Album Review: Whole Lotta Red

Artist: Playboi Carti

Rating: 8/10

Review by: Raghav Raj

“Whole Lotta Red” album cover

In many ways, Playboi Carti’s latest album, Whole Lotta Red, is unlike anything else happening in mainstream hip-hop right now. 

Despite its affinity for sticky melodies and even stickier hooks, it has no obligations towards any of the viral trends that artists have latched on to. It barely has anything that approaches crossover status, instead opting for abrasive beats that buzz and gleam like a chrome radiator. Even Carti’s baby-voiced delivery, which was notably 

found on songs like Tyler The Creator’s “EARFQUAKE” and the still-unreleased Young Nudy collaboration “Kid Cudi,” is barely heard here, replaced with a barking cadence that elevates the manic energy of a lot of these songs.

Basically, the album operates almost entirely without precedent, pushing Carti into even more experimental directions than 2018’s Die Lit did for something that often serves as a look into the surprising range of his artistry. Whole Lotta Red may not be the sort of genre-defining watermark that Die Lit was for trap music, but it’s a truly impressive work nonetheless, and it’s fascinating to hear these songs as reflections of Carti’s truly inscrutable artistic process.

What results is a song like “New Tank,” this absolutely unreal flurry of proto-choruses strung together over wheezing buzzsaw synths. Every line feels breathless, and the song is out in 90 seconds flat. Elsewhere, on the brilliantly named “Punk Monk,” Carti’s delivery is somehow even more hoarse, flipping between this Young-Thug-esque croon and this blipped moan as he airs out fake friends in the industry.

Amidst these more esoteric decisions arrive a few songs that deal a little further away from the avant-garde, like the surprisingly catchy “Slay3r’’ and “Place,” which reunites Carti with producer Pi’erre Bourne for a lysergic synth woosh that takes Carti on a bleary sonic trip. On “Teen X,” Carti and Future ride a Maaly Raw beat that chimes and bleeps with undeniable euphoria, with gleefully chirped ad-libs that sound like birdsong.

“Teen X” is maybe the most unapologetically beautiful song here; rightfully, the song that follows it is “Vamp Anthem,” a track so gloriously, hysterically campy that it might just be one of the best things Carti’s ever laid to tape. Built around a sample of the sting from Bach’s “Toccata and Fugue in D Minor,” the song feels like a perfect distillation of every cheesy horror film ever made, a wholly entertaining sequence of threats that never takes itself too seriously.

“Vamp Anthem,” in all its delightfully silly glory, is the most quintessential distillation of an album that finds power in throwing things at the wall and seeing what sticks. No matter how wide-ranging it may be, Whole Lotta Red is united by this driving ethos of experimental madness, thriving when it goes all in and sinks its teeth into the chaos.

> Data records
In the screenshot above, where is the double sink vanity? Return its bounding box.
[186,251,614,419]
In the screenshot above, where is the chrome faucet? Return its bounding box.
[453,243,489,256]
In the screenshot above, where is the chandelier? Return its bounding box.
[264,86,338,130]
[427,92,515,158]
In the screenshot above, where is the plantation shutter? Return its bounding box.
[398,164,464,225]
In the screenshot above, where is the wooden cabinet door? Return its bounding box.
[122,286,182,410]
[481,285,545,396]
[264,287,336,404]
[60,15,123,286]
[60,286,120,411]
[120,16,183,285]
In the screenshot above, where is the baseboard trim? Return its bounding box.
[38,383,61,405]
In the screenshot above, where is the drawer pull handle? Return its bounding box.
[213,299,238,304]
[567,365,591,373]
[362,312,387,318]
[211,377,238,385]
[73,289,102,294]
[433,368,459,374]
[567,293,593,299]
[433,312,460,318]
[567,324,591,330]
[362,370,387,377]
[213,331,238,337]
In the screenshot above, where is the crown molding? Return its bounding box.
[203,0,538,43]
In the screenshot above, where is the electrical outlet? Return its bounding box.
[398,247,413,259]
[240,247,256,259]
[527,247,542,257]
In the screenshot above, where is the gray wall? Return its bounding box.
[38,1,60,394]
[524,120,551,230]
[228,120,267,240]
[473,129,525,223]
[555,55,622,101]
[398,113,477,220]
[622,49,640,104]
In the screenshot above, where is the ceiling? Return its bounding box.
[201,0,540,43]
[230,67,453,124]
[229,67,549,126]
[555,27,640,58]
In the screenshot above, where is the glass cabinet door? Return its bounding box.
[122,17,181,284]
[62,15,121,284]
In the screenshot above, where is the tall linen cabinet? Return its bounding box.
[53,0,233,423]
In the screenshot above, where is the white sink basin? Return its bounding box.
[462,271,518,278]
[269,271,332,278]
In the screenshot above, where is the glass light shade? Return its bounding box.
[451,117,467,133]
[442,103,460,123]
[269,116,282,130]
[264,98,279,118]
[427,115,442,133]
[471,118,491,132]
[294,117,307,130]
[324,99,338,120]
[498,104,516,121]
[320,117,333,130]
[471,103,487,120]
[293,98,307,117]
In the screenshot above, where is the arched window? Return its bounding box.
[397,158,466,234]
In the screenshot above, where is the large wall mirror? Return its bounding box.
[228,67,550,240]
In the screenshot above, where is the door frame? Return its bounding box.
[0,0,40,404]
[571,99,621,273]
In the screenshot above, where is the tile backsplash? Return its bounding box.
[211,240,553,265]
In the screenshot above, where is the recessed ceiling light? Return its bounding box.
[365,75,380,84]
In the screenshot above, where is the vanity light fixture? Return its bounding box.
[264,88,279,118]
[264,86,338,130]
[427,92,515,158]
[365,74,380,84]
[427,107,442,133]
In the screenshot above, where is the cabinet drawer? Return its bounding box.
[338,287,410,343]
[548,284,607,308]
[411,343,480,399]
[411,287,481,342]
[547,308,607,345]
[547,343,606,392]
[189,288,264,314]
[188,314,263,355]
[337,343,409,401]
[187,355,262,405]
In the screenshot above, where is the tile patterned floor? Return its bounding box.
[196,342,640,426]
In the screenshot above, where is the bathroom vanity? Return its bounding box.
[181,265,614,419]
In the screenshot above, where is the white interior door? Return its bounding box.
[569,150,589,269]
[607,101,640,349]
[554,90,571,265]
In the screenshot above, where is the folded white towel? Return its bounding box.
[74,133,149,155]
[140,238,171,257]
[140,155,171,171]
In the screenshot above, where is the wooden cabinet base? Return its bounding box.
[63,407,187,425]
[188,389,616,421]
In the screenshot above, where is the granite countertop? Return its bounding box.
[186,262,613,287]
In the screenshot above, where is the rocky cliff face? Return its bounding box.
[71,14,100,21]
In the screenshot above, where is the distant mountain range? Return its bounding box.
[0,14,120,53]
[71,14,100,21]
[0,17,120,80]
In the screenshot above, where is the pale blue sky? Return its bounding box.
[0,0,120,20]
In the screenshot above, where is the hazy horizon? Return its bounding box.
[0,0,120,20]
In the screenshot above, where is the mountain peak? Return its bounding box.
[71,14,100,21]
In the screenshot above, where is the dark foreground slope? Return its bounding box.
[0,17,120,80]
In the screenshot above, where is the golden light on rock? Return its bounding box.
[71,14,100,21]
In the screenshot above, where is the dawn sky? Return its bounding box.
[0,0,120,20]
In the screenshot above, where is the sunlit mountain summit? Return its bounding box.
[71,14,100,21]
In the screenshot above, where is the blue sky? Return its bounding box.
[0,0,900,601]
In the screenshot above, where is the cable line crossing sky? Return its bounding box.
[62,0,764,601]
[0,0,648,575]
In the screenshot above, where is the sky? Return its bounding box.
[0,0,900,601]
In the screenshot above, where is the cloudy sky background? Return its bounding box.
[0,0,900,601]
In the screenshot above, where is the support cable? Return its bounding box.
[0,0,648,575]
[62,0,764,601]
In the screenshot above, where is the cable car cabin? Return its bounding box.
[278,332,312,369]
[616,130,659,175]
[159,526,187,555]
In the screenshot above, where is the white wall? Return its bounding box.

> Your assignment
Update part of the Whole Lotta Red review by changing "breathless" to "rushed". Begin at the words "Basically, the album" and stop after "in the industry.". The records have nothing to do with the text.

> Solution to this task
Basically, the album operates almost entirely without precedent, pushing Carti into even more experimental directions than 2018’s Die Lit did for something that often serves as a look into the surprising range of his artistry. Whole Lotta Red may not be the sort of genre-defining watermark that Die Lit was for trap music, but it’s a truly impressive work nonetheless, and it’s fascinating to hear these songs as reflections of Carti’s truly inscrutable artistic process.

What results is a song like “New Tank,” this absolutely unreal flurry of proto-choruses strung together over wheezing buzzsaw synths. Every line feels rushed, and the song is out in 90 seconds flat. Elsewhere, on the brilliantly named “Punk Monk,” Carti’s delivery is somehow even more hoarse, flipping between this Young-Thug-esque croon and this blipped moan as he airs out fake friends in the industry.